**Instruction**
Reproduce every one of the records below line for line, leaving out the pictures.

**Dataset extract**
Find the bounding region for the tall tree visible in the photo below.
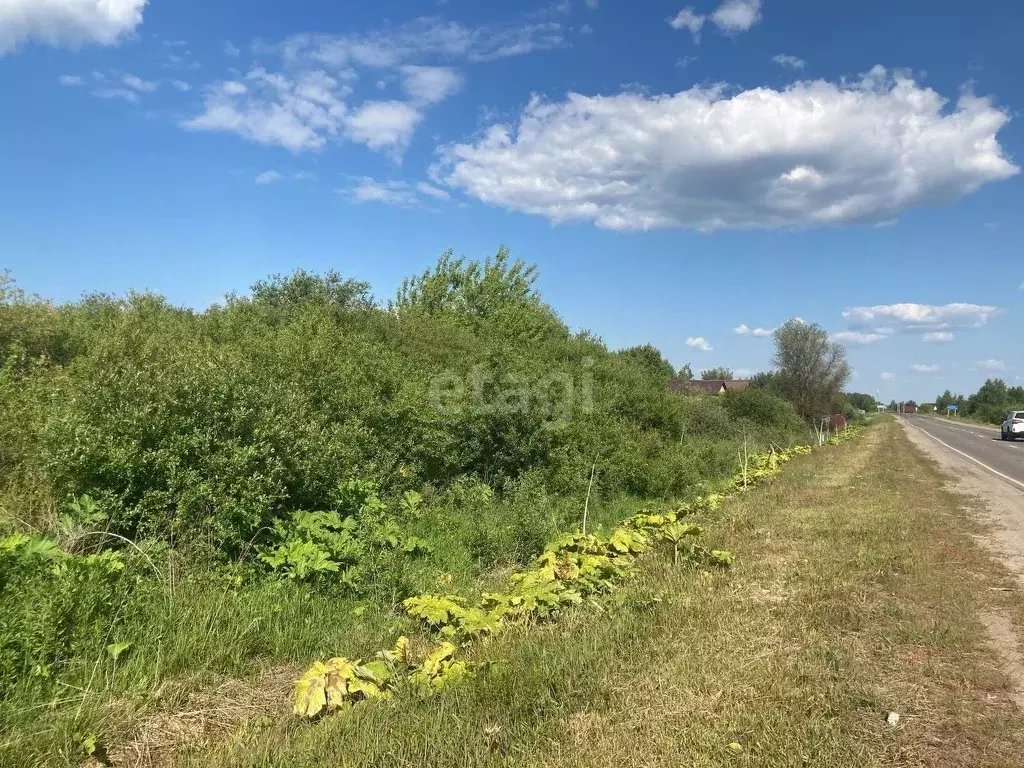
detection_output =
[618,344,676,381]
[700,368,732,381]
[772,319,850,419]
[846,392,878,413]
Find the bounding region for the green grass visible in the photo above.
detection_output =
[169,420,1024,768]
[0,496,655,766]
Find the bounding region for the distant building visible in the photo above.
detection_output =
[669,379,751,394]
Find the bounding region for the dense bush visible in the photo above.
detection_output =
[0,534,136,698]
[0,250,800,573]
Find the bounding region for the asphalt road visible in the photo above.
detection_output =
[903,416,1024,490]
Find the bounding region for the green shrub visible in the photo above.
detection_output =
[0,534,136,699]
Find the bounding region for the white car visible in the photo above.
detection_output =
[999,411,1024,440]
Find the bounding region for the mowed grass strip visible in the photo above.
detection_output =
[197,421,1024,768]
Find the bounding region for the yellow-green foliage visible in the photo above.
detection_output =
[294,637,469,718]
[295,428,858,718]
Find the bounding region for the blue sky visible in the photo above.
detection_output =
[0,0,1024,400]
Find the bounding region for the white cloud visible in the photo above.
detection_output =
[771,53,807,70]
[0,0,147,55]
[711,0,761,34]
[345,101,423,153]
[432,67,1019,230]
[843,303,1002,331]
[182,68,349,153]
[121,75,157,93]
[268,16,565,70]
[255,171,284,184]
[400,65,463,104]
[338,176,451,208]
[669,5,708,43]
[186,13,564,162]
[974,357,1007,371]
[732,323,775,337]
[686,336,715,352]
[92,88,138,104]
[350,176,420,208]
[416,181,452,201]
[831,331,889,344]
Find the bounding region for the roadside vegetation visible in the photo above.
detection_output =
[935,379,1024,424]
[0,251,835,766]
[188,417,1024,768]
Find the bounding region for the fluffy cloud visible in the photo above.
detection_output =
[345,101,423,153]
[268,16,565,70]
[843,303,1002,331]
[339,176,451,208]
[0,0,147,55]
[974,357,1007,372]
[711,0,761,34]
[833,331,889,344]
[401,65,463,104]
[416,181,452,201]
[771,53,807,70]
[669,6,708,43]
[91,88,138,104]
[182,68,349,153]
[121,75,157,93]
[432,67,1019,230]
[669,0,761,43]
[686,336,715,352]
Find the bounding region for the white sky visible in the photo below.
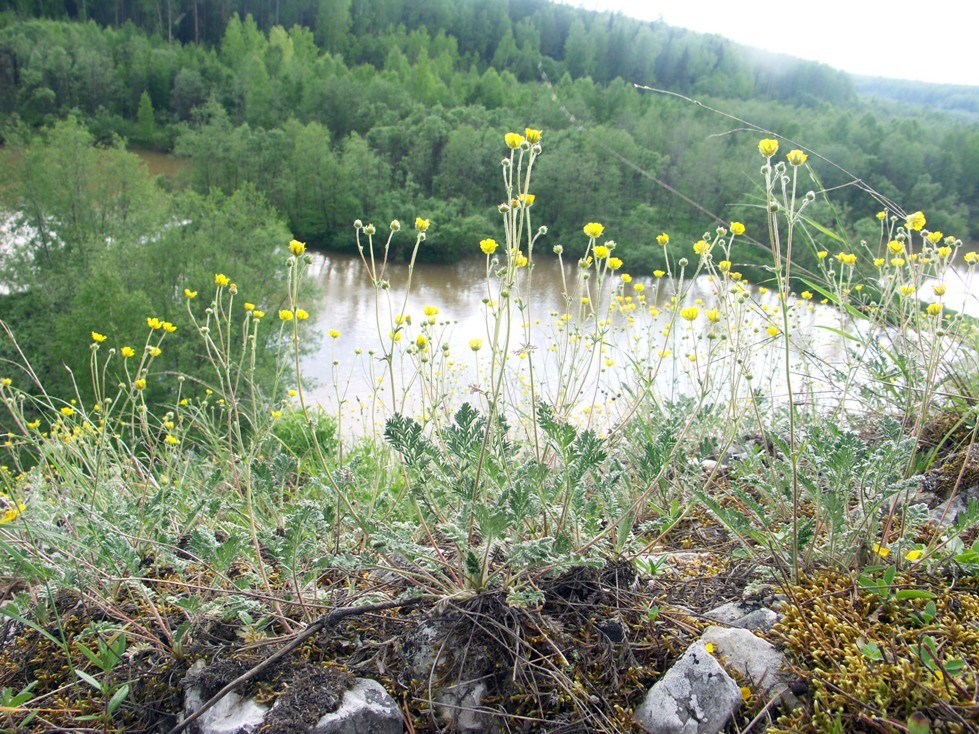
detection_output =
[561,0,979,86]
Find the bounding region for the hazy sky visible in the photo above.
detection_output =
[561,0,979,86]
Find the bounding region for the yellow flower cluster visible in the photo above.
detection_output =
[904,212,928,232]
[758,138,778,158]
[584,222,605,239]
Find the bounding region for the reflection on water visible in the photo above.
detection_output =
[129,148,187,178]
[303,253,976,440]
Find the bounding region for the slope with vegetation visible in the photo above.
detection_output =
[0,0,979,734]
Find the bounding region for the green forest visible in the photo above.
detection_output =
[0,0,979,402]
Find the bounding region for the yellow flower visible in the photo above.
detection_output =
[584,222,605,239]
[758,138,778,158]
[904,212,928,232]
[0,504,27,525]
[785,150,809,166]
[503,133,527,150]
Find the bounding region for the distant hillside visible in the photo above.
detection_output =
[853,76,979,116]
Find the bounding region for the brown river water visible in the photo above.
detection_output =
[302,253,979,433]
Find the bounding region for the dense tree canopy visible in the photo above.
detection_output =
[0,0,979,268]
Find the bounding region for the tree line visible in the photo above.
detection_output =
[0,0,979,408]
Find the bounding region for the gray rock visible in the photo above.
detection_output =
[635,640,743,734]
[704,602,778,630]
[731,607,778,632]
[402,616,502,734]
[184,660,404,734]
[700,627,798,706]
[184,660,269,734]
[704,601,751,624]
[313,678,404,734]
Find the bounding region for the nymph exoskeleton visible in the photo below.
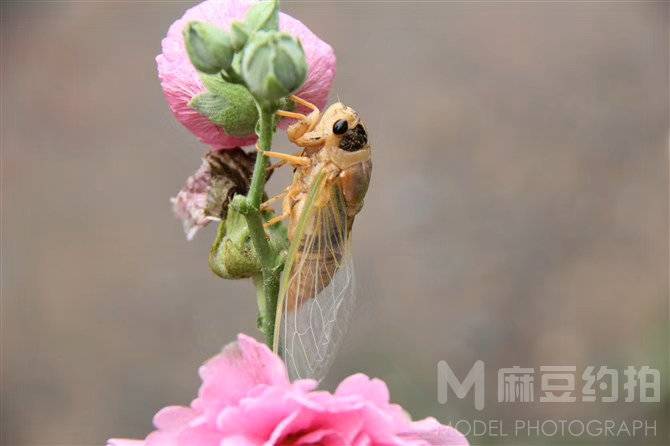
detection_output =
[263,96,372,378]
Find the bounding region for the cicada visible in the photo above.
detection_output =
[263,96,372,379]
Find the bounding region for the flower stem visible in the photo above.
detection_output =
[242,106,281,346]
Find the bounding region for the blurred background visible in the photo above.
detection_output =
[1,1,670,446]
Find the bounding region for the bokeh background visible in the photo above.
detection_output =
[1,1,670,446]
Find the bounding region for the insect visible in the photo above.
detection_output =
[263,96,372,379]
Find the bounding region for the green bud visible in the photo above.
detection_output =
[189,74,258,137]
[184,22,233,74]
[209,207,261,279]
[241,31,307,103]
[230,22,249,51]
[244,0,279,34]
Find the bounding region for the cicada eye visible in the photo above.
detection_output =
[333,119,349,135]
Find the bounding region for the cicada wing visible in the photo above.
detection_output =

**Complete response**
Find the bounding region for the tall tree visible in the photo below.
detection_output =
[618,344,676,381]
[700,368,732,381]
[772,319,850,419]
[846,392,878,413]
Find the bounding region for the green grass visible in the photo above.
detection_output =
[169,420,1024,768]
[0,496,655,766]
Find the bounding region for the distant building visible in the photo above.
detection_output =
[669,379,751,394]
Find the bounding region for the dense bush visible in the photo above.
detection_output =
[0,534,136,698]
[0,250,800,573]
Find the bounding region for the asphalt road visible in the photo above.
detection_output =
[903,416,1024,490]
Find the bounding region for the green shrub visible in the photo above.
detection_output =
[0,534,136,699]
Find the bounding region for the white car visible in the photo above.
detection_output =
[999,411,1024,440]
Find the bounding region for the mowed grass strip visible in the photo above.
detection_output =
[197,421,1024,768]
Find the bounding region for the yellow-green foliage visible in the photo above.
detection_output =
[294,637,469,718]
[295,428,858,718]
Find the bounding region for the blue sky visible in the photo above.
detection_output =
[0,0,1024,400]
Find the bounding region for the white cloud visible in the photo above.
detection_output =
[771,53,807,70]
[0,0,147,55]
[711,0,761,34]
[345,101,423,153]
[432,67,1019,230]
[843,303,1002,331]
[182,68,349,153]
[121,75,157,93]
[268,16,565,70]
[255,171,284,184]
[400,65,463,104]
[338,176,451,208]
[669,5,708,43]
[186,13,564,162]
[974,357,1007,371]
[732,323,775,337]
[686,336,715,352]
[92,88,138,104]
[350,176,420,208]
[416,181,452,201]
[831,331,889,344]
Find the bounding region for the roadside vegetation visible in the photo above.
detection_output =
[935,379,1024,424]
[0,251,835,766]
[188,417,1024,768]
Find the bounding region for the fluffy cloud visible in the photo above.
detection_output =
[345,101,423,153]
[268,16,565,70]
[843,303,1002,331]
[339,176,451,208]
[0,0,147,55]
[974,357,1007,372]
[711,0,761,34]
[833,331,889,344]
[401,65,463,104]
[416,181,452,201]
[771,53,807,70]
[669,6,708,43]
[91,88,138,104]
[182,68,349,153]
[121,75,157,93]
[432,67,1019,230]
[669,0,761,43]
[686,336,715,352]
Find the bounding region for the white sky visible in the photo below.
detection_output =
[561,0,979,86]
Find the bounding region for the hazy sky visible in the photo above.
detection_output =
[561,0,979,86]
Find the bounding region for the yellow flower cluster visible in the photo above.
detection_output =
[904,212,928,232]
[758,138,778,158]
[584,222,605,239]
Find the bounding region for the reflection on water visible in the photo above.
detection_output =
[129,148,187,178]
[303,253,976,440]
Find the bounding region for the slope with vegetation visible in the photo above.
detection_output =
[0,0,979,734]
Find the bounding region for the green forest visible in the photo above.
detection_output =
[0,0,979,402]
Find the bounding region for the yellow flower visible in the photo above.
detection_output =
[584,222,605,239]
[758,138,778,158]
[904,212,928,232]
[0,504,27,525]
[785,150,809,166]
[503,133,527,150]
Find the bounding region for the distant hillside visible in the photo above.
detection_output =
[853,76,979,116]
Find the bounding region for the brown river water visible in the photo above.
detection_output =
[302,253,979,433]
Find the bounding region for the dense tree canopy visible in the photo above.
detection_output =
[0,0,979,268]
Find the bounding region for the tree line visible in the photo above.
detection_output =
[0,0,979,408]
Find the bounding region for the gray rock visible in the photo above.
detection_output =
[635,640,743,734]
[704,602,778,630]
[731,607,778,632]
[402,616,502,734]
[184,660,404,734]
[700,627,798,706]
[184,660,269,734]
[704,601,751,624]
[313,678,404,734]
Find the bounding region for the nymph exoskeleton visible in the photo below.
detection_output =
[263,96,372,378]
Find the bounding region for the cicada visible in the photo above.
detection_output =
[263,96,372,379]
Find the bounding region for the flower stem visible in the photo above.
detection_output =
[242,106,281,346]
Find the bounding region for the blurred background visible in the photo above.
detection_output =
[1,1,670,446]
Find the bounding region for the bokeh background visible in the photo above.
detection_output =
[1,1,670,446]
Find the bounding region for the insect visible in the photo above.
detection_output =
[263,96,372,379]
Find the bounding region for the green bud visible in the photo above.
detection_output =
[189,74,258,137]
[184,22,233,74]
[209,207,261,279]
[241,31,307,103]
[230,22,249,51]
[244,0,279,34]
Find the bounding region for the cicada eye visible in the photo above.
detection_output =
[333,119,349,135]
Find the bounding region for the cicada wing visible in the photo above.
detection_output =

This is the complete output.